Raw data:

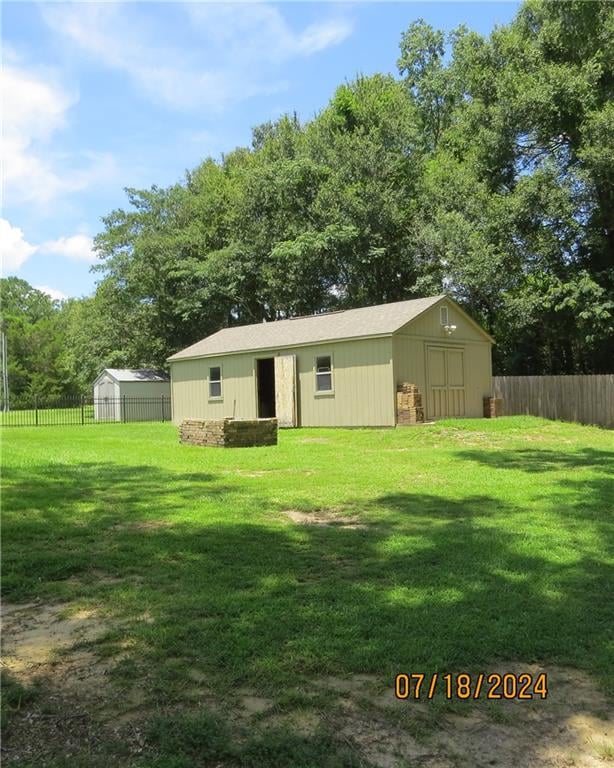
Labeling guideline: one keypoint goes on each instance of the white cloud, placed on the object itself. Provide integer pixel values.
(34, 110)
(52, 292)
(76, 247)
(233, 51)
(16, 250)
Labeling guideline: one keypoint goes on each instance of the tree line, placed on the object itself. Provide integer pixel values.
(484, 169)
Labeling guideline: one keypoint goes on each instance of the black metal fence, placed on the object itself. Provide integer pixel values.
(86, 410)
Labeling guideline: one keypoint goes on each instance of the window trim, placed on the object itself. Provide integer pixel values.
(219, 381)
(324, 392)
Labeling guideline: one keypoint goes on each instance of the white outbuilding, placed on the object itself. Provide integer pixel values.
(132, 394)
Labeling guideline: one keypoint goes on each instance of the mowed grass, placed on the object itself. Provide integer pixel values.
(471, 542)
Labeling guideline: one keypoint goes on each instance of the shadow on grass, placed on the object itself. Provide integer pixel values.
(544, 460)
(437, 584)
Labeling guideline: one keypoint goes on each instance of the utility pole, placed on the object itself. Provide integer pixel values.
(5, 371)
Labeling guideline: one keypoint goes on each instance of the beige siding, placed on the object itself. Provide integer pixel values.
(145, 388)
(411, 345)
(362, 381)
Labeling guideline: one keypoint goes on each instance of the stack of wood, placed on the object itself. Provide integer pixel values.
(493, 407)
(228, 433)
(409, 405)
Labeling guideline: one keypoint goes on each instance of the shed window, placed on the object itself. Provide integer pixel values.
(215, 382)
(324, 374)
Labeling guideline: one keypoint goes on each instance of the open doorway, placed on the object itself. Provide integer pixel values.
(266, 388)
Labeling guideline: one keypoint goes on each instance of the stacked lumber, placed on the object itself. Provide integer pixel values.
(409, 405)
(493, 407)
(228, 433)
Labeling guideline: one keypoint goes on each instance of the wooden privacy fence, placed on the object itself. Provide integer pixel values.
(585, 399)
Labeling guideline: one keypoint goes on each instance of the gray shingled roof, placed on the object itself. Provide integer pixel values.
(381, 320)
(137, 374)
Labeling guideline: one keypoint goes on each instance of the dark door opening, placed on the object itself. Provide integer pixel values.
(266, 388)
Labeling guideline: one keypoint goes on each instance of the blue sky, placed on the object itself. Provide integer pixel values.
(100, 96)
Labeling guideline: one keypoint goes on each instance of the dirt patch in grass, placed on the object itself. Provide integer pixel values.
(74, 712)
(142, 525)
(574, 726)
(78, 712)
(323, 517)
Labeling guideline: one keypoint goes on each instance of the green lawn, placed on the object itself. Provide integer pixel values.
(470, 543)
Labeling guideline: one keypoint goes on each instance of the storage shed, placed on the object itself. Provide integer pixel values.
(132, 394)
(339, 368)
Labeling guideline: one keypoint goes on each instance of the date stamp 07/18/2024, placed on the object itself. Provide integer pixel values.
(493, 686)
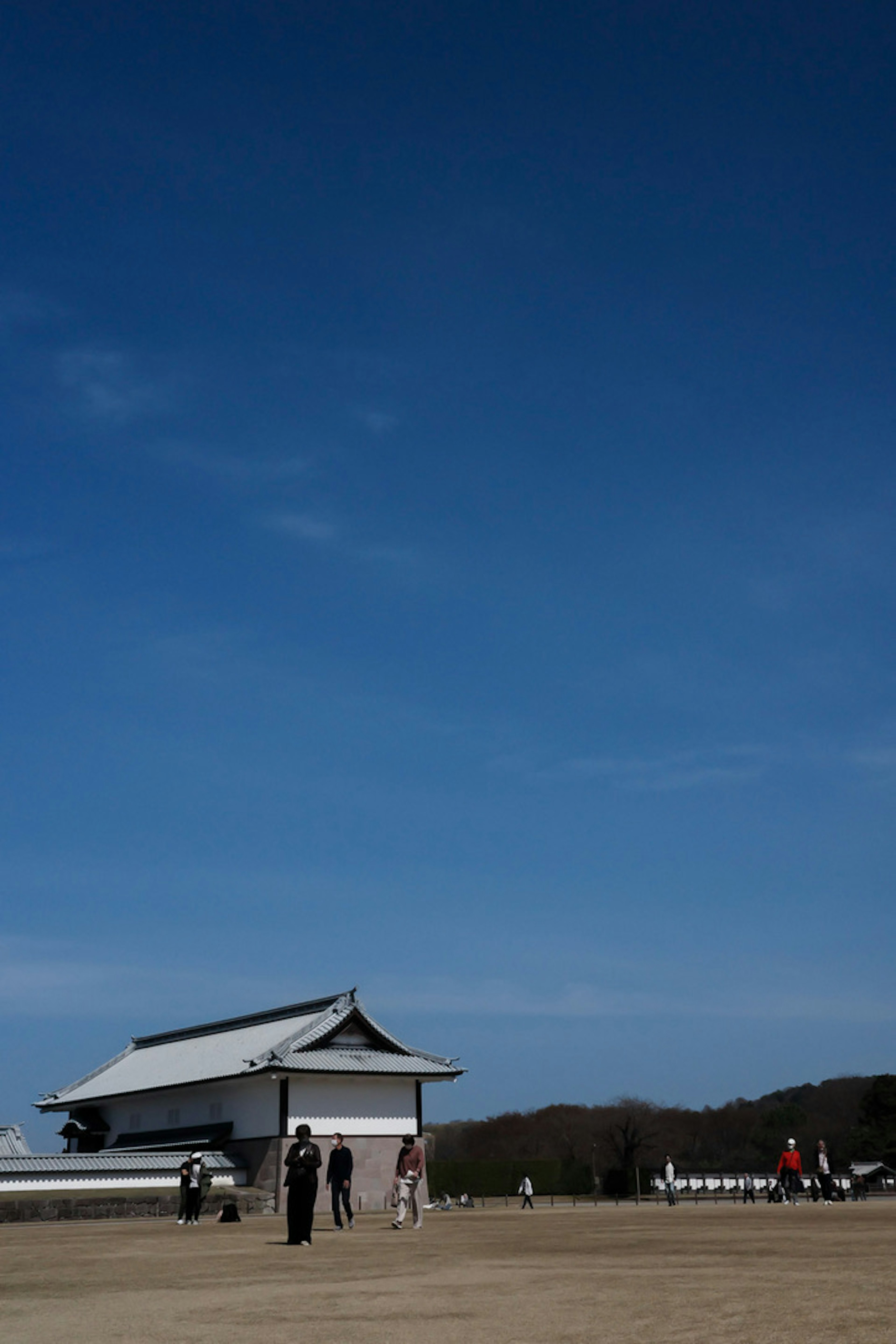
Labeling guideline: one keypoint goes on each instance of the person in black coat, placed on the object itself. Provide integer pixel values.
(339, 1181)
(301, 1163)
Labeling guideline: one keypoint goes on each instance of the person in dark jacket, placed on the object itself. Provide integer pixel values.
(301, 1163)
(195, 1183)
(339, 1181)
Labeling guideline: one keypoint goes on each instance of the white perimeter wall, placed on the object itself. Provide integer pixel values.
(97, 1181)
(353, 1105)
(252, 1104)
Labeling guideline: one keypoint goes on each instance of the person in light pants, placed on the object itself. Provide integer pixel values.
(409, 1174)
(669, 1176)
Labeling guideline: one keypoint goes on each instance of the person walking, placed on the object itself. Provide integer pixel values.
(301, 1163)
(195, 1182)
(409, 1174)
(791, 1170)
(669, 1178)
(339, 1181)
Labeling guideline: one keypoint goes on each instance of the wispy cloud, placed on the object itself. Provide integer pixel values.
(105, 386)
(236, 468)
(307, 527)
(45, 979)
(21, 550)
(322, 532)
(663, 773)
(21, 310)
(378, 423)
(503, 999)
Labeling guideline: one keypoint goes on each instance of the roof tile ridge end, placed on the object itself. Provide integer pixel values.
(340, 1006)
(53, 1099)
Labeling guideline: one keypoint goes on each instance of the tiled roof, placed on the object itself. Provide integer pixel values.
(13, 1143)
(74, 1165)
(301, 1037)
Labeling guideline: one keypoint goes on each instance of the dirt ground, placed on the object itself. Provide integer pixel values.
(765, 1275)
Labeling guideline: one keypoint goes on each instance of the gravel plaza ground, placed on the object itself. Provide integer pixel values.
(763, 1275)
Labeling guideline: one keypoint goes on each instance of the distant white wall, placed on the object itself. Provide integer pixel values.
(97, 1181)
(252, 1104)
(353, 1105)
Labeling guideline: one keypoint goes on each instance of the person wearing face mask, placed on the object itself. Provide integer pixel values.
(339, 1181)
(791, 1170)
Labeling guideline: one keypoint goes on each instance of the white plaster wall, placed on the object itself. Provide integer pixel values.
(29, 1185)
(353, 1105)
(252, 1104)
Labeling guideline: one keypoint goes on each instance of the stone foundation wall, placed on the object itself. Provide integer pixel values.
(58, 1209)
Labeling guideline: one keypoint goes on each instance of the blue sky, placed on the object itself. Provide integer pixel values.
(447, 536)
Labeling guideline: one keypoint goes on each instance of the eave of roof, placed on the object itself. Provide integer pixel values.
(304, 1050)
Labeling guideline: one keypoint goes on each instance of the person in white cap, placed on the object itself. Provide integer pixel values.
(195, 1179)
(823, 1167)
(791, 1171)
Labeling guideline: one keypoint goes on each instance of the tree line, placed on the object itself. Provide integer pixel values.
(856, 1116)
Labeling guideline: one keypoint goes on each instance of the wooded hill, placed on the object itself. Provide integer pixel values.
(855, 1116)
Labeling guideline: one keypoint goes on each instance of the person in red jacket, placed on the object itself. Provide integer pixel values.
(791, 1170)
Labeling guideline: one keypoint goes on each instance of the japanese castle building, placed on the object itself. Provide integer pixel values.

Task objective: Line by line, restate the data above exactly as it stands, minus the pictures.

Your solution:
Labeling guideline: one keypoint goes on each instance of the white cloud, placed on the object itself. Provide integer pixel values.
(34, 110)
(52, 292)
(76, 247)
(233, 51)
(16, 250)
Labeling guideline: one keypoint goes on each instance of the tree line, placed on the object itself. Provide integer pixel values.
(484, 169)
Labeling guideline: one keypoint goes on each instance of the black metal fence, placed on the object itself. Provide integer pixel values.
(86, 410)
Labeling guideline: one keypoint goes on each instance of the window trim, placed on the object itself. Provide integer pixel values.
(219, 381)
(324, 392)
Labeling guideline: one keypoint goes on each instance of the white outbuilding, placed on the object itself. Provide integer pixel values.
(132, 394)
Labeling guideline: one keypoint goes on each instance of the mowed grass, placed on the object itself. Provide integer pixel values.
(471, 542)
Labeling guideline: one keypoint goes on each instance of the shadow on grass, placed on the object itself. Provide integer pixel values.
(544, 460)
(437, 584)
Labeling guideline: one keypoint goes on each instance of the utility pole, placed on the object itself. Provide integer pixel values.
(5, 371)
Labeling guideline: one keypoint goes on each instance of the beige siding, placed on the object itself. Provide integer pixel values.
(145, 388)
(411, 345)
(362, 381)
Labeling guideline: one keypoint goes on each instance of the stack of wood, placed on the object itself. Provide integer pixel values.
(493, 407)
(228, 433)
(409, 405)
Labeling guideline: one keypoint goes on each instance of the shed window, placed on the object itself. Provide integer pixel values.
(215, 382)
(324, 374)
Labeling guideline: one keypoint goes on each instance of the open doorway, placed on the object itself. Provide integer pixel values.
(266, 388)
Labeling guideline: one keypoint goes on each instance of the stacked lumber, placed on the object itself. Provide integer pixel values.
(409, 405)
(493, 407)
(228, 433)
Labeling guideline: one keypoint goes on each instance of the wooden privacy fence, placed on the object itself. Provide integer pixel values.
(585, 399)
Labeling guideline: one keypoint goes on each instance of the gray shingled roof, placed on the object itself. Provide integer pixel values.
(381, 320)
(137, 374)
Labeling guideline: one keypoint goes on each instance of the dark door opening, placed on the object itself. Provide integer pixel values.
(266, 388)
Labeling guideline: one keypoint goes on each instance of the blue sky, placed on the object itself. Provide integer pixel values.
(100, 96)
Labeling guideline: one keypoint goes on each instance of the dirt patch in grass, placed on the object itself. Provide integer pixel values.
(74, 712)
(142, 525)
(574, 726)
(78, 712)
(323, 517)
Labeling guideline: one keypoint goes on each instance of the green lawn, placed on the object itself. Provide integer pixel values.
(470, 543)
Labeling guideline: one keypoint goes on each instance of the storage shed, placed on the object itself. Provide integer pixel values.
(132, 394)
(339, 368)
Labeling guideline: one keypoint goes on each instance of the date stamp 07/18/2024, placed on the object itself. Provide integer pixel values.
(493, 686)
Labeling guideline: one keypoint goes on each instance of the person in black coat, placed on the object itself. Provide integer pixel values.
(339, 1181)
(301, 1163)
Labeling guideline: one keypoint goes on each instance of the person in dark jacket, placed on the object itself. Provide integer pixel values.
(301, 1163)
(195, 1183)
(339, 1181)
Labeling guideline: one keypoint goes on each instance of the white perimeter wall, placed on the object itself. Provide integer pixel values.
(97, 1181)
(353, 1105)
(252, 1104)
Labeling guideline: one keypoint goes on each instance of the person in light pants, placed on the object itself. Provide integer pixel values.
(409, 1174)
(669, 1176)
Labeling guideline: one keypoint goes on each instance of the person walking, placed on the object itself. Provide integer pixel values.
(301, 1163)
(195, 1182)
(409, 1174)
(791, 1170)
(669, 1178)
(339, 1181)
Labeling guideline: one keypoint goes on each instance of the wispy cloud, placed on the object itself. Provide integer pixel values.
(105, 386)
(236, 468)
(307, 527)
(45, 979)
(21, 550)
(322, 532)
(663, 773)
(21, 310)
(378, 423)
(503, 999)
Labeling guideline: one keypoint goes on each instance of the roof tile ridge end, placed on the object itself. Provide integer pixel values.
(340, 1006)
(53, 1099)
Labeling guideline: one keypoint goes on each instance of the tiled roof, placed on the object itself. Provide integer pixel values.
(13, 1143)
(74, 1165)
(301, 1037)
Labeling guideline: one keypoint goes on each instance of the dirt ground, placed on the object itself. Provide integer pixel values.
(765, 1275)
Labeling guideline: one keypoint goes on each instance of the gravel plaza ground, placed on the object itself. Provide integer pixel values.
(763, 1275)
Labeling guideline: one keypoint goes on each instance of the distant white wall, placed on the object itself. Provide integer pixel values.
(97, 1181)
(252, 1104)
(353, 1105)
Labeling guideline: one keypoint goes on each instance of the person wearing face mask, placed on the object itself. Provide integer pixel values.
(339, 1181)
(791, 1170)
Labeling guideline: one keypoint goes on each instance of the white plaster wall, placed on the object itself. Provide integer pixel values.
(29, 1185)
(353, 1105)
(252, 1104)
Labeling guideline: one keypoint goes on each instance of the stone foundation wall, placed on the object itself. Provide integer pixel values.
(58, 1209)
Labeling guideline: one keypoint goes on each instance of the blue sky, placed on the object itself. Provide integer pixel values.
(447, 536)
Labeling guideline: one keypoint goes on each instance of the eave of roof, placed on the object itself. Provide integer pixel values.
(304, 1050)
Labeling guideline: one keypoint goes on each instance of the person in white cap, placed on the object itself. Provide integer pixel values.
(195, 1179)
(823, 1167)
(791, 1171)
Labeling guideline: one keypoint goes on each instance of the tree line, placed on the object itself. Provide integer pixel values.
(856, 1116)
Labeling guideline: one keypoint goes on each instance of the wooded hill, placed on the object itself. Provide integer pixel values.
(855, 1116)
Labeling guideline: one keypoint goes on each instance of the person in red jacket, placed on the object itself. Provide integer pixel values.
(791, 1170)
Labeling guideline: one keypoint goes on each instance of the japanese castle building, placed on the object itself. Provide integer pixel values.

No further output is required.